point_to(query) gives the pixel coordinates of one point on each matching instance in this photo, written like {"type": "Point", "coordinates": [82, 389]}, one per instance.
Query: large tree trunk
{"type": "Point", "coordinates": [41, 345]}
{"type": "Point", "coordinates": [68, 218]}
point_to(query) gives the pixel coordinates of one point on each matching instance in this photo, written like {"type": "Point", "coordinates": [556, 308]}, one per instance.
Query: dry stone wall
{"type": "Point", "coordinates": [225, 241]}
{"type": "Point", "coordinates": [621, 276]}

==

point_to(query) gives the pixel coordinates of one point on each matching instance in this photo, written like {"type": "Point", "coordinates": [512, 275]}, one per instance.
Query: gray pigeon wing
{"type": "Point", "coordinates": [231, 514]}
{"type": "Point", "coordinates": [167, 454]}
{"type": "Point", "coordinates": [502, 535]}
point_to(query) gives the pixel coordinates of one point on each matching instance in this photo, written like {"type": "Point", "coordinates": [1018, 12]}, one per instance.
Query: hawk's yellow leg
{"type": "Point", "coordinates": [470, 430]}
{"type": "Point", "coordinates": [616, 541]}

* [Work instructions] Pull out each line in the listing above that contains the word "this", and copy those lines in full.

* [The completed task]
point_to(query) gives the pixel coordinates of one point on each matching instance in this photo, written like {"type": "Point", "coordinates": [82, 389]}, one per instance.
point_to(query) gives the pixel coordinates of one point on each matching instance in this photo, written like {"type": "Point", "coordinates": [556, 308]}, one per instance.
point_to(query) gives the pixel coordinates of one point on each matching instance in this photo, written like {"type": "Point", "coordinates": [512, 275]}, one per instance.
point_to(query) gives the pixel coordinates of one point on each matching instance in this photo, written like {"type": "Point", "coordinates": [1018, 12]}, one per instance.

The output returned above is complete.